(Natural language region descriptions)
· · · · · · ·
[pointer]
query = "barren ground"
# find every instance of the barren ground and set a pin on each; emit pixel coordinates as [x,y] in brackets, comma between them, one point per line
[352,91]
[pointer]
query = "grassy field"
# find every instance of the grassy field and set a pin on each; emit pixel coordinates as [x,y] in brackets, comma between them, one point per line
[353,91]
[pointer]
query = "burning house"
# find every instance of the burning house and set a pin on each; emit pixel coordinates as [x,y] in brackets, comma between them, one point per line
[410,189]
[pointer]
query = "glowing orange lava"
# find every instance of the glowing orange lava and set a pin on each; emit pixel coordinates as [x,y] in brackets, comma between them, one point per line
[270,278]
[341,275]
· · · · · · ·
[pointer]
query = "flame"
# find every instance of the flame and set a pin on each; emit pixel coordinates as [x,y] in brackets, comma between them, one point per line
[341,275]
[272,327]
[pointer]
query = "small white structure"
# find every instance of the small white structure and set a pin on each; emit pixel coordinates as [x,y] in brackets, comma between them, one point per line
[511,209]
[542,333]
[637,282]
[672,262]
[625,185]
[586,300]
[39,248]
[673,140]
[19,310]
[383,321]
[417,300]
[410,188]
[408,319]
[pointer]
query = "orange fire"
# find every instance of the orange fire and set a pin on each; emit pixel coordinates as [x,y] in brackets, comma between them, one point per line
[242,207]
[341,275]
· · · · · · ·
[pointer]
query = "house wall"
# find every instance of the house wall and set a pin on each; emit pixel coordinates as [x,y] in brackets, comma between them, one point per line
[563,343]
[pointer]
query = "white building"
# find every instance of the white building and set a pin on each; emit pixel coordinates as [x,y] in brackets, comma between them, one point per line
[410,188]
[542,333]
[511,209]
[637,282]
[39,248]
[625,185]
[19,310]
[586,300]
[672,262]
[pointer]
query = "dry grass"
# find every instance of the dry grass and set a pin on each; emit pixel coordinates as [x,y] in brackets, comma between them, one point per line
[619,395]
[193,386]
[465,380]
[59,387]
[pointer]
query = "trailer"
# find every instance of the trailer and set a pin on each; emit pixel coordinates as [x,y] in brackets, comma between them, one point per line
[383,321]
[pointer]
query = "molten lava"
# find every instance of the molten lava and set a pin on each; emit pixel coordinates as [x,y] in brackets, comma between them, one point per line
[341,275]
· · · · · · ·
### TASK TO CARRY OUT
Check every line of the entries above for the word "query" and report how many lines contain it, giving the number only.

### TASK RESPONSE
12